____ Page text

An Immigrant Who Divorced Herself From the American Dream | Sojourners

An Immigrant Who Divorced Herself From the American Dream

An interview with social activist Rahiel Tesfamariam on identity, spiritual power, and what it takes to imagine freedom.
Photograph by Kirth Bobb

WHEN RAHIEL TESFAMARIAM was 5 years old, she and her mother flew from Eritrea to New York City, arriving in the United States with six-month tourist visas to help prepare for Tesfamariam’s eldest sister’s wedding. After the six months had passed, Tesfamariam’s mother began packing clothes for a return trip to Eritrea, but Tesfamariam adamantly refused to leave. Tesfamariam’s brother recalls being at the airport and watching their mother step to the gate; Rahiel stepped back and said, “Bye, Mommy.” And so it was: Rahiel Tesfamariam remained in the United States in the care of her siblings, out of the shadow of the Eritrean War of Independence, with an expired travel visa.

The rest of her story could be told this way: She became a legal permanent resident of the United States, graduated from Stanford University, became the youngest-ever editor in chief of The Washington Informer, received her Master of Divinity degree from Yale University, and launched Urban Cusp, an online community for Black millennials interested in the intersection between faith, culture, and justice. Tesfamariam worked as a columnist for The Washington Post; led #NotOneDime, a national Black Friday economic boycott during the 2014 Ferguson protests; and was named by Essence magazine as one of its “New Civil Rights Leaders.” She got married. She became a mother. It could be said that Tesfamariam pulled herself up into the American dream.

Tesfamariam’s book Imagine Freedom: Transforming Pain into Political and Spiritual Power (Amistad), released earlier this year, tells that story, but with a difference. Telling only that version, like the American dream itself, would be insufficient. Tesfamariam spoke with Sojourners associate editor Darren Saint-Ulysse in April about how she carries Africa within, political power’s ephemeral nature, and God’s command to free the captives. — The Editors

Darren Saint-Ulysse: You have a long history of social activism. What made you want to write Imagine Freedom now? How did you decide what to include?

Rahiel Tesfamariam: I was not necessarily trying to convince myself I have a story worthy of telling — but what part of the story needs to be told? What takeaway from the story is so important that the world needs to know? The takeaway was initially rooted in capitalism, careerism, and the American dream. But later it evolved into how I divorced the American dream.

Imagine Freedom comes out of a clear understanding that healing was the most important story I could ever tell. When you think about Black resilience, the story is often threaded with trauma and suffering. So I asked: What have we done to survive this long? What kept us? We call ourselves resilient people, but what has made us resilient? How did we survive? What happened to us for 400 or 500 years? We’ve unpacked the trauma, but we didn’t unpack the survival strategies and the emotional, spiritual, and psychological stories.

________

* _Work to complete_
• A. In the Tesfamariam interview, how old was Tesfamariam when she and her mother flew from Eritrea to New York City?
• B. Set down the passage of the Tesfamariam interview between "Tesfamariam’s book Imagine" and "what to include?", inclusive.
• C. Resume the Tesfamariam interview with the sentence that would follow the last one given.

____ Material provided

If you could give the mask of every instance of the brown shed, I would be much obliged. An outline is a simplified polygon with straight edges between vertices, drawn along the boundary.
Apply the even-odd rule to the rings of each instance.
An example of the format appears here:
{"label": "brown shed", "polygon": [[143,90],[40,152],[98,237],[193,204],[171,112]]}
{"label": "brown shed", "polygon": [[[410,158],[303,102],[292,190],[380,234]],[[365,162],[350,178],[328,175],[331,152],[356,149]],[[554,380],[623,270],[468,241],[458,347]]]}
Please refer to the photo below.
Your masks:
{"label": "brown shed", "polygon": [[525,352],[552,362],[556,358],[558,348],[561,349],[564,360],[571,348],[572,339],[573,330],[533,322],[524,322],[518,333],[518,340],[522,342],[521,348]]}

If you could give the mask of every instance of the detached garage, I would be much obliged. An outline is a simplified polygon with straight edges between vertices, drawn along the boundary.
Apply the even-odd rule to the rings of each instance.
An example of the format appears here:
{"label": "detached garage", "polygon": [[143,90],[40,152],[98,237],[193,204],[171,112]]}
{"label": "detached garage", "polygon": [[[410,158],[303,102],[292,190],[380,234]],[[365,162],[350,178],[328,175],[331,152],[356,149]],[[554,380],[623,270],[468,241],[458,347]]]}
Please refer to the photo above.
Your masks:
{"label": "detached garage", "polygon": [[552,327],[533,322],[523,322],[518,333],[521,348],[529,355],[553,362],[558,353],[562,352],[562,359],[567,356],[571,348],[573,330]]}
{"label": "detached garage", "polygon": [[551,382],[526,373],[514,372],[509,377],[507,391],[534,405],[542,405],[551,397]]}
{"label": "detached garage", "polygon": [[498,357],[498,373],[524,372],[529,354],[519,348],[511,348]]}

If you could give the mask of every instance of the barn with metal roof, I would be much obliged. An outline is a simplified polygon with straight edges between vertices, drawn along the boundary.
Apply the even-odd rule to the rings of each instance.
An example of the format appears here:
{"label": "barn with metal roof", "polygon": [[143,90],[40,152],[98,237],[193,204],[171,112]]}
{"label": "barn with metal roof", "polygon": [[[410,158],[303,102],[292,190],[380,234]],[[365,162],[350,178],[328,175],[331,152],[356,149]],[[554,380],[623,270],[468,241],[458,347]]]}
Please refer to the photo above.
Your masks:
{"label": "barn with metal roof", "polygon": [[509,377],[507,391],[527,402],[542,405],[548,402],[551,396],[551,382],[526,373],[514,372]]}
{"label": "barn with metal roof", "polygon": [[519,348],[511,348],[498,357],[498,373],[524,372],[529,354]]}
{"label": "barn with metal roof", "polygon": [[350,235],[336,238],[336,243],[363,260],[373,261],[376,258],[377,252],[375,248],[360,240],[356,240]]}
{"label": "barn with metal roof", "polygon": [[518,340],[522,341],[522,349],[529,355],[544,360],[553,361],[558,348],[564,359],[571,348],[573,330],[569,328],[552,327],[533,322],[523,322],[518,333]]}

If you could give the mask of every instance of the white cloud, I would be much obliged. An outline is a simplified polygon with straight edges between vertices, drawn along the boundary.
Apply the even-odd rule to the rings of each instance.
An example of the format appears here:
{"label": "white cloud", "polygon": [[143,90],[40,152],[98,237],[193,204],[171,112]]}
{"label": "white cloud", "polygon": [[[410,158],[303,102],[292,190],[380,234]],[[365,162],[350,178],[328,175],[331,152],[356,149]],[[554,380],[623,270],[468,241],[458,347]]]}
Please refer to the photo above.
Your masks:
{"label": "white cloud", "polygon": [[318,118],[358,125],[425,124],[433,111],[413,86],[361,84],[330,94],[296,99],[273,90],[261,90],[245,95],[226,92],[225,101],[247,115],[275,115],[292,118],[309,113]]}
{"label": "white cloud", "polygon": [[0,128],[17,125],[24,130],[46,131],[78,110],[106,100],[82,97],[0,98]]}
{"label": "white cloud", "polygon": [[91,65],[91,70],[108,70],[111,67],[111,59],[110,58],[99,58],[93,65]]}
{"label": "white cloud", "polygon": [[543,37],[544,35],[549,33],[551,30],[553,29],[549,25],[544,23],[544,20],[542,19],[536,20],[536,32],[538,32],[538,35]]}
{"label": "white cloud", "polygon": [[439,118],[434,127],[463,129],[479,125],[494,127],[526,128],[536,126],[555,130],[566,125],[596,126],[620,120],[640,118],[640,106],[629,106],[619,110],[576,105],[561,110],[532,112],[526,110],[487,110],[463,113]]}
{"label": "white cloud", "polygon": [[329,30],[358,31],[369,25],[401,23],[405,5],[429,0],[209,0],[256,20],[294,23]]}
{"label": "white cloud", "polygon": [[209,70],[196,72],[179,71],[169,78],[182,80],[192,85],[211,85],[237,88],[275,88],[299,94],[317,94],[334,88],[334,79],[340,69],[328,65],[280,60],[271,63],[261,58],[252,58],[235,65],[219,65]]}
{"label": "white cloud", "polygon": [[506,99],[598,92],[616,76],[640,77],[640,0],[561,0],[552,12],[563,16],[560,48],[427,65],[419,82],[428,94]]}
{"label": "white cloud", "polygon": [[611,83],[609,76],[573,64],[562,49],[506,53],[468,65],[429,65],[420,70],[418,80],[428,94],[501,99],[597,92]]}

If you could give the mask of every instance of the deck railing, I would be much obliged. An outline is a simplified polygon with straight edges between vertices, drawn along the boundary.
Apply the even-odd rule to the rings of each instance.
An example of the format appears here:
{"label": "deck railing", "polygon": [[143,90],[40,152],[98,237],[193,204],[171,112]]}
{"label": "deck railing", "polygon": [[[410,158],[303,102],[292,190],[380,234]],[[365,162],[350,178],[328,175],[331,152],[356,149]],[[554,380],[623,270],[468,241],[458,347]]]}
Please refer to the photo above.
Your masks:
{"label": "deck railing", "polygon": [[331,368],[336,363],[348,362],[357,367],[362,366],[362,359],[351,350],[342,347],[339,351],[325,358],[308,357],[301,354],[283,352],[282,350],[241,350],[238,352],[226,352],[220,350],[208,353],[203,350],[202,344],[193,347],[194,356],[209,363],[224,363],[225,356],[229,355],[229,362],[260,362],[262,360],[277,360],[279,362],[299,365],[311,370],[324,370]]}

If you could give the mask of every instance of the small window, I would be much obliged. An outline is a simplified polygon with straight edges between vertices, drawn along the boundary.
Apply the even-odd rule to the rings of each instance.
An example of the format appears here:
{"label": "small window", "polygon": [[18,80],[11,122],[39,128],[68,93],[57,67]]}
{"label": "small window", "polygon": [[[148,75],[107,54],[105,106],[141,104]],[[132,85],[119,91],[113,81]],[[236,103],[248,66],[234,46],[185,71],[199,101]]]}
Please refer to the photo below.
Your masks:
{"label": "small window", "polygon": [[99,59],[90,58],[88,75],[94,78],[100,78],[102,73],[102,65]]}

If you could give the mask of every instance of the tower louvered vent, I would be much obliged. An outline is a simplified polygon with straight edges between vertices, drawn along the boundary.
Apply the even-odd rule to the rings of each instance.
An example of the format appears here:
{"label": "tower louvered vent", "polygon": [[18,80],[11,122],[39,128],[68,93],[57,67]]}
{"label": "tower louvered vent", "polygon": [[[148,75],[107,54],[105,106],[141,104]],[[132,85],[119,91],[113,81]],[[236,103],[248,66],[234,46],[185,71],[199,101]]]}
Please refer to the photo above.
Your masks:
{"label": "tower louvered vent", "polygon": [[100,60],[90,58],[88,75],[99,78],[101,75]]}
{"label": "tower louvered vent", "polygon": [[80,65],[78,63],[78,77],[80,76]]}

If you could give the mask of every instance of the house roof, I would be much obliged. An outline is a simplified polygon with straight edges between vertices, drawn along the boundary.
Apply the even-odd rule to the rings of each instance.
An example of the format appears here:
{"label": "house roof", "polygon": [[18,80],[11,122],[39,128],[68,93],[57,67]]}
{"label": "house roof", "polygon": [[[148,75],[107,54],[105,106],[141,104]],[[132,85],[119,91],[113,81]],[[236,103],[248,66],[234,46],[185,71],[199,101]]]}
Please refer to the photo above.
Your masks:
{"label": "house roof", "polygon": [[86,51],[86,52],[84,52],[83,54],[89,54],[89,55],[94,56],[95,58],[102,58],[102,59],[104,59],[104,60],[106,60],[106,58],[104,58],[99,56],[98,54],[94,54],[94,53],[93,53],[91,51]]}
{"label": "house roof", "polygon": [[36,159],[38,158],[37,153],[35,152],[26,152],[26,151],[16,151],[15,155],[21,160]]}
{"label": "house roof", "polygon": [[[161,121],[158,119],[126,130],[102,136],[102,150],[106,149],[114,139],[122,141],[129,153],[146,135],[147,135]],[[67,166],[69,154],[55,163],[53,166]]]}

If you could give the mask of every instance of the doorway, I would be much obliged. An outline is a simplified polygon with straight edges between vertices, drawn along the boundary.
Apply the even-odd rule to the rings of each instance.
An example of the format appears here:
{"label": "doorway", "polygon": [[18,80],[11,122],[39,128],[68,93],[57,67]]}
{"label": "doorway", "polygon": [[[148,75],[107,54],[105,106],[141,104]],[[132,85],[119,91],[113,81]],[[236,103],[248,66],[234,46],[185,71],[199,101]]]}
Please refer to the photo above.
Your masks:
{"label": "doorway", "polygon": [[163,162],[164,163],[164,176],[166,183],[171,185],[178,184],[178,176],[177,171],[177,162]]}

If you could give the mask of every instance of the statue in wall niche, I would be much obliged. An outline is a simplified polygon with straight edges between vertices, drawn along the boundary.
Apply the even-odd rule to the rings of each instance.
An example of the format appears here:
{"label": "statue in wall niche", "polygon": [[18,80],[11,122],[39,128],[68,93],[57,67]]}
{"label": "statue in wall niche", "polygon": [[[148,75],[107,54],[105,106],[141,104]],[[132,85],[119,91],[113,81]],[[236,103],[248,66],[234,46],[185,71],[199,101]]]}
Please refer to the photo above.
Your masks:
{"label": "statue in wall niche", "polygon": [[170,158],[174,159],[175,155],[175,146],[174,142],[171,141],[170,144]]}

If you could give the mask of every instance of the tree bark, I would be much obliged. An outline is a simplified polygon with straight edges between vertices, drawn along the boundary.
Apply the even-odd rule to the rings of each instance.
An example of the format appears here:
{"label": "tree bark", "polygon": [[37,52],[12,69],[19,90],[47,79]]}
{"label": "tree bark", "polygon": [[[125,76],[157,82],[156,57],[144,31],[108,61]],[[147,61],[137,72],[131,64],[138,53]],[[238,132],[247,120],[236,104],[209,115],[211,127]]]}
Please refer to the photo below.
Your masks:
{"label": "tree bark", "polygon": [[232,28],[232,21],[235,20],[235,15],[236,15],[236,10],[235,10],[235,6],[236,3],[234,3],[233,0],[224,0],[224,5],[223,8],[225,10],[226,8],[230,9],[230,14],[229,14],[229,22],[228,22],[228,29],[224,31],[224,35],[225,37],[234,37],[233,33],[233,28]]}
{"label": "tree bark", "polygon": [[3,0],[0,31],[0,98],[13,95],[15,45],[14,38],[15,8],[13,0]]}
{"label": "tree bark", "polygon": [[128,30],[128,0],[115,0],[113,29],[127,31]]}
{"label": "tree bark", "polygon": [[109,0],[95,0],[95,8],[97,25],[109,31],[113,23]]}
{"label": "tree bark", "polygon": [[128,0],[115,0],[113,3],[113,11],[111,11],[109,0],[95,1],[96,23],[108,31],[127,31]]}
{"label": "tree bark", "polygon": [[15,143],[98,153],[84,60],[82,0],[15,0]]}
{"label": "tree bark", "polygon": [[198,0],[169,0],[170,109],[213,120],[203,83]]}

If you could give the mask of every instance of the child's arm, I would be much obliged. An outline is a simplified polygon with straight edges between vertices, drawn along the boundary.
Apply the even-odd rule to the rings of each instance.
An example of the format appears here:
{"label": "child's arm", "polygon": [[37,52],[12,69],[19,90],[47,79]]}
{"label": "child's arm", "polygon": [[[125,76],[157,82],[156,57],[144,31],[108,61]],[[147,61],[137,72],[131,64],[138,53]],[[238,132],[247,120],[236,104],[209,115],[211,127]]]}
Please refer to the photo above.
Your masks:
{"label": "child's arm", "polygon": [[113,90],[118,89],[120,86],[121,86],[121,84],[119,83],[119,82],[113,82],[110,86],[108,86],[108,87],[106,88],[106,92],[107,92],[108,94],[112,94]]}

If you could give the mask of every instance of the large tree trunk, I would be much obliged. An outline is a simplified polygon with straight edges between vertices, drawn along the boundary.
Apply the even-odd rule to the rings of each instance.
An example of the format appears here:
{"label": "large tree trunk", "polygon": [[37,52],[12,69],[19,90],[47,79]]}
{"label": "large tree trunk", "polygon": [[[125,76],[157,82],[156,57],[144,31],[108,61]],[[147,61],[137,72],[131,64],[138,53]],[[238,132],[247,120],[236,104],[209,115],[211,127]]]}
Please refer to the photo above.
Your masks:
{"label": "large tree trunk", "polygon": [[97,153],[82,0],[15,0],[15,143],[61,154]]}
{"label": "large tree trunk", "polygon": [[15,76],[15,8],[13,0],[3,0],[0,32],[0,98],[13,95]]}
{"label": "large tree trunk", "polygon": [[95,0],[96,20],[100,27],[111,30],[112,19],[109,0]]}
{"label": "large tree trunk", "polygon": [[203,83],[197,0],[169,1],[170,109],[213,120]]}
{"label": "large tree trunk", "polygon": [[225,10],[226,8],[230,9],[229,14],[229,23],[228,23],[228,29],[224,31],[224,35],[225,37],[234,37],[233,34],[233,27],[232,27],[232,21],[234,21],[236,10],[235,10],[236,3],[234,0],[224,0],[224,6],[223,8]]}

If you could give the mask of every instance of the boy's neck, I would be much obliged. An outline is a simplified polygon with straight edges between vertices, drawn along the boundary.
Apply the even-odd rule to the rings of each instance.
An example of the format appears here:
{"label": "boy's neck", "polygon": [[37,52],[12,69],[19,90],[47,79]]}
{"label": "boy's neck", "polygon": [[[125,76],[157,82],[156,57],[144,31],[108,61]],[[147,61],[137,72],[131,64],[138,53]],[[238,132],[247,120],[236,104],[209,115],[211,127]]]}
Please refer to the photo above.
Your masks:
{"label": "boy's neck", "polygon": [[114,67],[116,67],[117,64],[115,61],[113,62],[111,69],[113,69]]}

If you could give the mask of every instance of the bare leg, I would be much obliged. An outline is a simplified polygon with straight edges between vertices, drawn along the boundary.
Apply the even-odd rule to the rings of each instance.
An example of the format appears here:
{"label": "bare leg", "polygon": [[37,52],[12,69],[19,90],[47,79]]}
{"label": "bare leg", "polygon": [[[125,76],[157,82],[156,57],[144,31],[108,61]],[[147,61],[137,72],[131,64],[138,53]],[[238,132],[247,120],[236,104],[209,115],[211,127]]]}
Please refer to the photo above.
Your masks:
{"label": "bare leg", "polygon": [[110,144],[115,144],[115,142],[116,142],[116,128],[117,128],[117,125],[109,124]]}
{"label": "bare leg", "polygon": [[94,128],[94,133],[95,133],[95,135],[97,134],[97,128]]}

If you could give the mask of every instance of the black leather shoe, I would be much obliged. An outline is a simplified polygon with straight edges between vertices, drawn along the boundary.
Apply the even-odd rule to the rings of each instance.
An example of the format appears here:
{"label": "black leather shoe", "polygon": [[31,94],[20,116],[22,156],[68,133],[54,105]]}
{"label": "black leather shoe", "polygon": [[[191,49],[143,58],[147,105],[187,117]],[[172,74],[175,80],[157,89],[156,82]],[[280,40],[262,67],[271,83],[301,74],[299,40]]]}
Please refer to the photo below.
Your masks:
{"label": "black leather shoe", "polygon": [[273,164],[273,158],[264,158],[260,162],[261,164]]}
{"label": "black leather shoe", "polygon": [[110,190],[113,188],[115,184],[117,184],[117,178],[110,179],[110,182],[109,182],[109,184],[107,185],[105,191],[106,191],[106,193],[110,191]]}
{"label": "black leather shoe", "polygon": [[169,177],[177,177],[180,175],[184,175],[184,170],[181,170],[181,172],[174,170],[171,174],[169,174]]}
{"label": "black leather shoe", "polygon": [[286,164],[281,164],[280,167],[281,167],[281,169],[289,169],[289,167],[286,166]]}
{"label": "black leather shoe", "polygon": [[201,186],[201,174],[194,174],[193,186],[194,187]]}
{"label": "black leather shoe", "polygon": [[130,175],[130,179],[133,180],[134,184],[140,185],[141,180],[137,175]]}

________

* _Outputs in order_
• A. She was 5 years old.

• B.
Tesfamariam’s book Imagine Freedom: Transforming Pain into Political and Spiritual Power (Amistad), released earlier this year, tells that story, but with a difference. Telling only that version, like the American dream itself, would be insufficient. Tesfamariam spoke with Sojourners associate editor Darren Saint-Ulysse in April about how she carries Africa within, political power’s ephemeral nature, and God’s command to free the captives. — The Editors

Darren Saint-Ulysse: You have a long history of social activism. What made you want to write Imagine Freedom now? How did you decide what to include?

• C.
Imagine Freedom is a compact, condensed version of how I unpacked diasporic healing rituals. How did Africa survive despite colonization? How did Black Americans survive despite enslavement? Why were the forces so strong, persistent, adamant, and determined to destroy us? We don’t often look at white supremacy as a form of spiritual warfare against us, one that we must arm ourselves against and resist. It’s not just a system; it’s also a spiritual war.

Then there’s also my “beautiful story”: Coming to this country from the slums of Africa, undocumented, not speaking a word of English, having nothing, and then going to Stanford, Oxford, and Yale; traveling the world; writing for The Washington Post. I fell in love with that story. I was like, “Hey, anybody who wants to, listen to this great story I got to tell you.”

Eventually, I had to learn that my résumé doesn’t tell the most important parts of my story. The most important parts of my story are the things to this day that I won’t talk about. It’s the stuff that I wasn’t saying. Not my victories, but my trauma. Now I understand that what makes me so great isn’t what I accomplished. It was never Stanford or Yale. It was a little girl refusing to die, refusing to have her spirit broken. This little girl refusing to let a war define her destiny, but to say instead, “I belong on this land. I got purpose on this land.” And being able to say that at age 5.

In my 30s, I began to ask: What is it that this little girl knew that I don’t know? What clarity did that 5-year-old girl have about herself that this 30- and 40-year-old woman doesn’t have? How do I trace back to her? We always think liberation is a forward journey toward freedom. Sometimes, it is retrieving what they took from us. I had to go back and fetch that 5-year-old girl.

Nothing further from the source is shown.